* begin Data provided *

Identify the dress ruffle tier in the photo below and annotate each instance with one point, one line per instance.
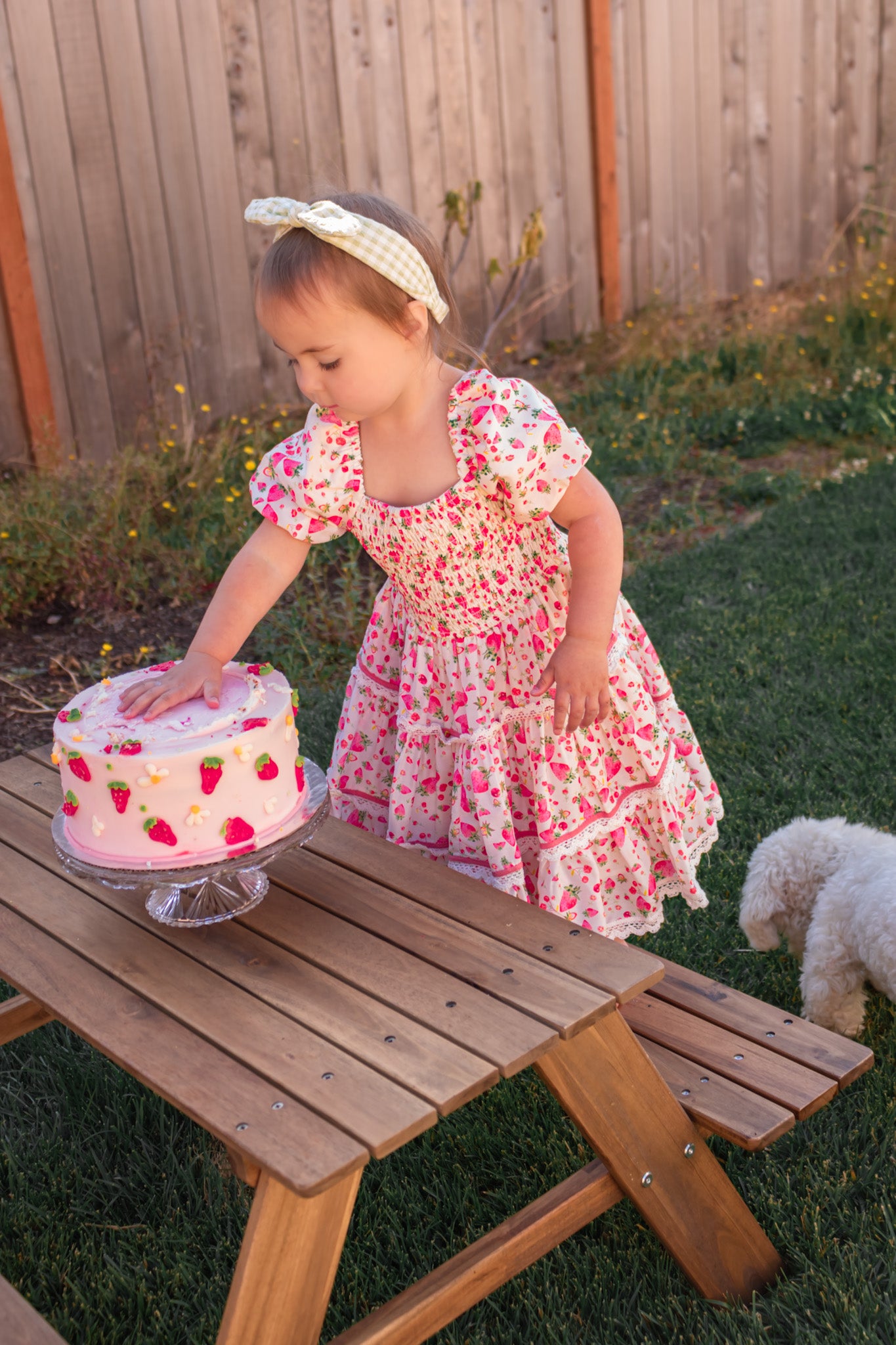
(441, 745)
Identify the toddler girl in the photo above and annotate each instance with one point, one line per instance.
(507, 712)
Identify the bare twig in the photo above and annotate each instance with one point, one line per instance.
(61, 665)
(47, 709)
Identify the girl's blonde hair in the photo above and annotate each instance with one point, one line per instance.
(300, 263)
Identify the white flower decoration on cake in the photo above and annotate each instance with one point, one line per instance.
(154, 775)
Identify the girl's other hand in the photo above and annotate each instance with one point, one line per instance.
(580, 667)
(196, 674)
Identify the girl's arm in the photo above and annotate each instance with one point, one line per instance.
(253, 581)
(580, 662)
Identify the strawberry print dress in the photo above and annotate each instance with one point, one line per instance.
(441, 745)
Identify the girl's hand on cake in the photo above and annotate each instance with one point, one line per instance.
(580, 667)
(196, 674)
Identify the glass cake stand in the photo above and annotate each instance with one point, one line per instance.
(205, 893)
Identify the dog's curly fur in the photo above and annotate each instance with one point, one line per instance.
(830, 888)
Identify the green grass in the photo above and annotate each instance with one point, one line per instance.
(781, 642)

* end Data provided *

Rewrite the rows above with "annotate" swapped for "mark" everywhere it occurs, keeping everything else the same. Leave out the pictures.

Identify the dress ruffle tier in the photo below and mark each instance with one point, one line per instance.
(441, 745)
Identify the toddler girl in the photo above and mark each instance with one point, one line per instance.
(507, 712)
Identify the bare twig in the photo above and mark each instance with one point, one line per instance.
(61, 665)
(47, 709)
Identify the girl's blonde hair in the photo above and mark each instance with one point, one line per instance.
(300, 263)
Identify the white flower decoration on cake in the photo above and mark each instance with one point, one line per instance.
(154, 775)
Identify the girl's other hand in the photo above and mark each instance with one point, one line per instance.
(580, 667)
(196, 674)
Identify the girl's arm in the photo above and mark each instance with one point, one line per instance.
(253, 581)
(580, 662)
Identify the strawberry print dress in the photo above and mark each instance with one point, one line per instance.
(441, 745)
Identify the girl's hand on cake in the photo above and mark each instance with one point, one line per instance.
(580, 667)
(196, 674)
Identify the glass cake stand in the photo above and mark each instance with one point, one line per instance.
(205, 893)
Identify the dog's curly fur in the photo above and mark each instance with one point, one line per instance.
(830, 888)
Identify the green grass in the photo above and mark each instance with one point, one line per instance.
(781, 642)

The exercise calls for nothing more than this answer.